### EXCERPT PROVIDED

Unnamed: 0,Name,Cats,Dogs
0,Bob,2,1
1,Mary,0,2


Unnamed: 0,Name,Cats,Dogs,new_col
0,Bob,2,1,123
1,Mary,0,2,123
new_row,Jack,1,2,123


In [9]:
df.drop(index='new_row', columns='new_col', inplace=True)  # returns a copy

df

Unnamed: 0,Name,Cats,Dogs
0,Bob,2,1
1,Mary,0,2


### ***EXERCISE 7.1***
Take the Dataframe provided below and add a column called 'hello' containing a list of 3 greetings of your choice.
Then rename it to 'greetings'.

In [10]:
df = pd.DataFrame({'Name': ['Bob', 'Mary', 'John'], 'Cats':[2,0,3], 'Dogs':[1,2,4]})
# insert solution here

### Combining Dataframes
There are mainly three methods to combine dataframes: `concat`, `merge` and `join`
They have slightly different strenghts and you can read more about them in the [docs](https://pandas.pydata.org/pandas-docs/stable/user_guide/merging.html).

For this tutorial we'll just focus on `pd.concat`, which can be used to combine multiple DataFrames together, both horizontally and vertically by specifying the axis.

In [11]:
df1 = pd.DataFrame({'col_num': [1,2,3], 'col_letter':['a', 'b', 'c']})
df2 = pd.DataFrame({'col_num': [4,5,6], 'col_letter':['d', 'e', 'f']})

display(df1, df2)

print('combining vertically..')
df_v = pd.concat([df1, df2], axis='index')
display(df_v)

print('combining horizontally..')
df_h = pd.concat([df1, df2], axis='columns')
display(df_h)

Unnamed: 0,col_num,col_letter
0,1,a
1,2,b
2,3,c


Unnamed: 0,col_num,col_letter
0,4,d
1,5,e
2,6,f


combining vertically..

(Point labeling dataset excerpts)
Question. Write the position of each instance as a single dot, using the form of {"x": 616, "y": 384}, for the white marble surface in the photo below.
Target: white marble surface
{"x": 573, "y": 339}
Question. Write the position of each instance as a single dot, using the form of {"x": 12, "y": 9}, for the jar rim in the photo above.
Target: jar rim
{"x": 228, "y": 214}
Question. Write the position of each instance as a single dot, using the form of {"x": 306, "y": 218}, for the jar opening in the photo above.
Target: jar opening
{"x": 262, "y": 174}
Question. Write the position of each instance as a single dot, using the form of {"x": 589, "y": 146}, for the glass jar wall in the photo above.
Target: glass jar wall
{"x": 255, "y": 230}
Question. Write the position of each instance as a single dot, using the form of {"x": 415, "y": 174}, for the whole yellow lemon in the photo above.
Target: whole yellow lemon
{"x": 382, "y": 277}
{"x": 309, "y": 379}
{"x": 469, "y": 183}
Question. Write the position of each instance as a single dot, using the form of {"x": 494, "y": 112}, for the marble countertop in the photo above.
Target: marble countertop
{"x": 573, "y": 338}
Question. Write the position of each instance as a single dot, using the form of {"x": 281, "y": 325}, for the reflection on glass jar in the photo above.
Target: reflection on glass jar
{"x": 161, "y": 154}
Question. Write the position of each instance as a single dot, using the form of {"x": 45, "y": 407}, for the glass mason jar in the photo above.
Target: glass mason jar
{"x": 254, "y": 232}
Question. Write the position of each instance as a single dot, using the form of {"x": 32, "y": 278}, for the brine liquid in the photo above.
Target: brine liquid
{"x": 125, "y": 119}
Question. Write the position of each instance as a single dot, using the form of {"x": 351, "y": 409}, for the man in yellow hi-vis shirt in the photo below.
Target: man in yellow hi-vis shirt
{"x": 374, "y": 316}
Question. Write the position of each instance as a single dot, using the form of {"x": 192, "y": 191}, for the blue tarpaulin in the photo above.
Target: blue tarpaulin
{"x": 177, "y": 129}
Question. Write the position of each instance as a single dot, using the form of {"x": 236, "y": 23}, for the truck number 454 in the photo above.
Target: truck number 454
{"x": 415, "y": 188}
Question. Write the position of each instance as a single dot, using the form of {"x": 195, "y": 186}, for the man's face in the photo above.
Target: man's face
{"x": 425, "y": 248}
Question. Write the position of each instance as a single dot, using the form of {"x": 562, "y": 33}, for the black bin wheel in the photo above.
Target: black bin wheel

### SET OF TASKS
(a) Answer these questions about the pandas tutorial excerpt:
(i) Which three methods does it name for combining dataframes?
(ii) In Exercise 7.1, what should the 'hello' column be renamed to?
(iii) What axis value is passed to pd.concat to combine the dataframes horizontally?
(b) Filter the entries and keep every line that contains the string "liquid". Case counts.

### TASK ANSWERS
(a)
(i) concat, merge and join
(ii) 'greetings'
(iii) 'columns'

(b)
Question. Write the position of each instance as a single dot, using the form of {"x": 32, "y": 278}, for the brine liquid in the photo above.
Target: brine liquid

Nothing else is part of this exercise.